EXERCISE INSTRUCTIONS: Identify each line in the entries below that contains the word "windshield", and copy those lines out in full. Case counts.

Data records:

——

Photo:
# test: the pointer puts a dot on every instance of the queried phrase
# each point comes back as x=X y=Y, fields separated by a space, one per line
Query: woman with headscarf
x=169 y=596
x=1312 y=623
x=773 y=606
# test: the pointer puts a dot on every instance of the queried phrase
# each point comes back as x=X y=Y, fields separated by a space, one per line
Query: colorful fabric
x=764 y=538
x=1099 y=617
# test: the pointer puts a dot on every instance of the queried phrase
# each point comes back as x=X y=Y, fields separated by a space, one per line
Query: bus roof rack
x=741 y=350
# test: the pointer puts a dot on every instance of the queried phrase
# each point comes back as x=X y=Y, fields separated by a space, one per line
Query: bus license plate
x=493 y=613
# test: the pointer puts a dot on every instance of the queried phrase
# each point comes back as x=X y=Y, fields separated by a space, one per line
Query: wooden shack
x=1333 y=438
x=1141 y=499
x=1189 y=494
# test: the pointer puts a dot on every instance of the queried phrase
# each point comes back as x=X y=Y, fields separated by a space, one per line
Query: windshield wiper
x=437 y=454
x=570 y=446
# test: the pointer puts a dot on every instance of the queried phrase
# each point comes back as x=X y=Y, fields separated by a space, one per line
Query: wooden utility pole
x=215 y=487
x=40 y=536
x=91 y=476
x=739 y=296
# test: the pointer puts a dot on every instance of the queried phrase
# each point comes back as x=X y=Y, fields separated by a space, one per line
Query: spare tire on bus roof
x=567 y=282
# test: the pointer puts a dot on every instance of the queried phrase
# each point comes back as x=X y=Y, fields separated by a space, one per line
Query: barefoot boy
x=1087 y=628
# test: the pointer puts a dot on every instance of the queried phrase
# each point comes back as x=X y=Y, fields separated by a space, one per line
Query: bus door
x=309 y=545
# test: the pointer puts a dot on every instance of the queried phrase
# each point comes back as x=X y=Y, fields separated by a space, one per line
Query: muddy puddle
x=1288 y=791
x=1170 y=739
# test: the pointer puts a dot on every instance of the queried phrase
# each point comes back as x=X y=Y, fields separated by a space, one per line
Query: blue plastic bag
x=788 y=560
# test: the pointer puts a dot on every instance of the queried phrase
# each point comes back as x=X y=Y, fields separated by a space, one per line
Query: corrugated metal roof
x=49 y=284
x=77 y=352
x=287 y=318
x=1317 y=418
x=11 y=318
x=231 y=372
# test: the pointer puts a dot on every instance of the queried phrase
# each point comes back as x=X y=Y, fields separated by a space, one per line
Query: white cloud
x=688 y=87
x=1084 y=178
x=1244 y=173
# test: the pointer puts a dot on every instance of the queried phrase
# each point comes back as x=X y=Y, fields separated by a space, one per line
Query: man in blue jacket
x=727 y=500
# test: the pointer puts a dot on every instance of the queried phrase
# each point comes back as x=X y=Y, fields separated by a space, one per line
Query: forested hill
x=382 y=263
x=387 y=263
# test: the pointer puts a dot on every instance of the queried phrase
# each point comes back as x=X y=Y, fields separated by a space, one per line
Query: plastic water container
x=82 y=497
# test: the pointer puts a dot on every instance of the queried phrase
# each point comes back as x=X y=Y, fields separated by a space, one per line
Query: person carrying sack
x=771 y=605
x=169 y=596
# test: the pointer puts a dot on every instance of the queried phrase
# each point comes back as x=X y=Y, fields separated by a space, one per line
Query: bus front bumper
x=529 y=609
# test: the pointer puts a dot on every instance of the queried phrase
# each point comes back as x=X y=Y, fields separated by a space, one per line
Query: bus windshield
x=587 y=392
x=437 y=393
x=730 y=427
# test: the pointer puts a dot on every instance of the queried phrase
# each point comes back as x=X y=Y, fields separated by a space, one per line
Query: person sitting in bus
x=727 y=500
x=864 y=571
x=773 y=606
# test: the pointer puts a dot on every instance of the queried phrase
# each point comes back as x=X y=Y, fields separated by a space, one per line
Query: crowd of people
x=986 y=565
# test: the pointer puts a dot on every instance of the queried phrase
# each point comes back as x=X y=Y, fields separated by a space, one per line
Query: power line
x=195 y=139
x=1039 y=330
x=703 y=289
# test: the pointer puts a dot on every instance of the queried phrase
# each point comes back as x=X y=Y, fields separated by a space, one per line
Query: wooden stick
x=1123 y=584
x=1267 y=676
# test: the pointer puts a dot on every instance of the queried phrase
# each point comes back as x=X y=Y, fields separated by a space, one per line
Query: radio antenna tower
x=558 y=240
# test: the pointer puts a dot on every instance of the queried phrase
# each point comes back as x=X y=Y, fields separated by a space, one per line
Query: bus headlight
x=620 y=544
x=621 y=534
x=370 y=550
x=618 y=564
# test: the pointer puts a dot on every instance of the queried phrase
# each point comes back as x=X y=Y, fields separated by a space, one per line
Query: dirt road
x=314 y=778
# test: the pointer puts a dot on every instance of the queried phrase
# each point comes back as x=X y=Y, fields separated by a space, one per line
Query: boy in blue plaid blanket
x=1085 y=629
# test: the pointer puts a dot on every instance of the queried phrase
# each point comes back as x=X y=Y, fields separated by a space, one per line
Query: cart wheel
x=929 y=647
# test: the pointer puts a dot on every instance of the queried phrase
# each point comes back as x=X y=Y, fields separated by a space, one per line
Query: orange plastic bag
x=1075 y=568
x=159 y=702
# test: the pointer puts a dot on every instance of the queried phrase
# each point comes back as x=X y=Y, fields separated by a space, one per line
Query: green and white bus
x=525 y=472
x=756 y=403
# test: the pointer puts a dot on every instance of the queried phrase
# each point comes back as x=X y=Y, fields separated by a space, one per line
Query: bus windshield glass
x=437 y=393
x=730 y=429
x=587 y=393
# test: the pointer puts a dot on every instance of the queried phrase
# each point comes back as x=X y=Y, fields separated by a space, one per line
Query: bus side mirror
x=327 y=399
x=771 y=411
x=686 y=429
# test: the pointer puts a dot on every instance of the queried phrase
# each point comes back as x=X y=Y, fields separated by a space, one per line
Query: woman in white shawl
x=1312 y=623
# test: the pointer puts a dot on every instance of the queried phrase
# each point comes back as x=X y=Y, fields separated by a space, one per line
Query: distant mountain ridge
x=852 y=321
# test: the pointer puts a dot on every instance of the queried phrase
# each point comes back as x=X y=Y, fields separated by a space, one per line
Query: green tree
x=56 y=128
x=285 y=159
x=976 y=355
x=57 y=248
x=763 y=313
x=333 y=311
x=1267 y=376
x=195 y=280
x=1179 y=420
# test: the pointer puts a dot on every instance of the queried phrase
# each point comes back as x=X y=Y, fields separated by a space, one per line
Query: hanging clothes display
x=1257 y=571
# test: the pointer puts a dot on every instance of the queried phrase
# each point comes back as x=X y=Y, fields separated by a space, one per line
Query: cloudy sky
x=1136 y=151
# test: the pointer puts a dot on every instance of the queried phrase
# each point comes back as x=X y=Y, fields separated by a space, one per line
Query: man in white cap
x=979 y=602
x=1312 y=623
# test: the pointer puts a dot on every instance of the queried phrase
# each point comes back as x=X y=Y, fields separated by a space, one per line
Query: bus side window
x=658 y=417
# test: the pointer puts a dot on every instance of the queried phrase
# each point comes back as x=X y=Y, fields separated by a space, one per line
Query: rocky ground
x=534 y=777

——

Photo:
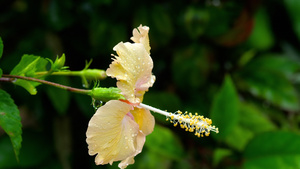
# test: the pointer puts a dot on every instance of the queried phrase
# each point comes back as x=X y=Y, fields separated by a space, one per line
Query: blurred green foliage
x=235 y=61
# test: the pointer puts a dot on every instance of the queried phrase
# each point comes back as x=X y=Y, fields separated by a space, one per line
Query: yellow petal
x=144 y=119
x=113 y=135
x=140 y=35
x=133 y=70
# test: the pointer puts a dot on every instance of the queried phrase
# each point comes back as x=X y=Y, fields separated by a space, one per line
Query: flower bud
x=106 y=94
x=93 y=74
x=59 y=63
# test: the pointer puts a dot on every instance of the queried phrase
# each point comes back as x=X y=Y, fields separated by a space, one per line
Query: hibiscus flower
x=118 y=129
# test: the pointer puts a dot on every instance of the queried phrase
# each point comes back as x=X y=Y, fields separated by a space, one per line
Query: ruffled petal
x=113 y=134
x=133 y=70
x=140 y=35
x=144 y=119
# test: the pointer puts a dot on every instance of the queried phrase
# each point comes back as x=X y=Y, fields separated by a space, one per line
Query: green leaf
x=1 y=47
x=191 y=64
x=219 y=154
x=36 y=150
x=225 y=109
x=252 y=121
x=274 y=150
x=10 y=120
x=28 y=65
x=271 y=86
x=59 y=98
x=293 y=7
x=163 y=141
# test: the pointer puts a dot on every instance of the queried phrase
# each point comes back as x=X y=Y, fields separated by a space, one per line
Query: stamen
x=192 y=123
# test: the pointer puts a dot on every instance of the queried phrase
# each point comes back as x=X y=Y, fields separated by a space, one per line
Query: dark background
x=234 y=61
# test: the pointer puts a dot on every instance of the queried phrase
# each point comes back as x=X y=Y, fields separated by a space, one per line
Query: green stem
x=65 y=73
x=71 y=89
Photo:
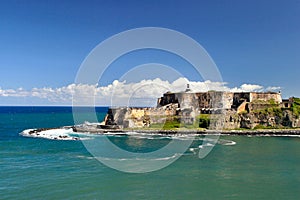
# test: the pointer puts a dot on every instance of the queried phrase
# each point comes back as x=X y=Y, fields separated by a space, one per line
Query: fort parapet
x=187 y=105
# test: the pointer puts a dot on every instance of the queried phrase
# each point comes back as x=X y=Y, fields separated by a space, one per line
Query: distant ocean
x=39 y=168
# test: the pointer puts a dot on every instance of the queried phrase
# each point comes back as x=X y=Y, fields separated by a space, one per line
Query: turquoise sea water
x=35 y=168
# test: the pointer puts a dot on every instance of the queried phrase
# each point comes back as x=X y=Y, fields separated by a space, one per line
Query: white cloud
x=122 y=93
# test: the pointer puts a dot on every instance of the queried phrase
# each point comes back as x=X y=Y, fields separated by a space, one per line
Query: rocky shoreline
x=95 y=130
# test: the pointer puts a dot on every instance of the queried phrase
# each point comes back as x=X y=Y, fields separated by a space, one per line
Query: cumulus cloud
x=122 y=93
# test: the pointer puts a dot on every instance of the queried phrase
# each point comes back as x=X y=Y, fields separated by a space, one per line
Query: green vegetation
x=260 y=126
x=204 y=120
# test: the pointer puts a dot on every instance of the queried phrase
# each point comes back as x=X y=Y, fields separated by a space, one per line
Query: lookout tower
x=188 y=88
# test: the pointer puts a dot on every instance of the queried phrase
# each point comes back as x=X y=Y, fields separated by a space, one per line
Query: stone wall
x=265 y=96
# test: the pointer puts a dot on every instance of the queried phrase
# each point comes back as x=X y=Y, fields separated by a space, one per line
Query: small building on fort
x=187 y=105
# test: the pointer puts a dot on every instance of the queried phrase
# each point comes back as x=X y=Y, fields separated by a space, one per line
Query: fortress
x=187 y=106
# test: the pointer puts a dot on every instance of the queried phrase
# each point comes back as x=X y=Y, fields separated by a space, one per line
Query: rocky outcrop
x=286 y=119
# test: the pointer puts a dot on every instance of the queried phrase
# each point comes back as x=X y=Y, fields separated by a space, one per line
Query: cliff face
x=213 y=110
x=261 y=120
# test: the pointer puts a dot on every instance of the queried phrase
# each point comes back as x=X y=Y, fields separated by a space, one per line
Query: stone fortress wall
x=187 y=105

——

FINISHED ANSWER:
Query: windshield wiper
Query: bus windshield
Query: bus windshield glass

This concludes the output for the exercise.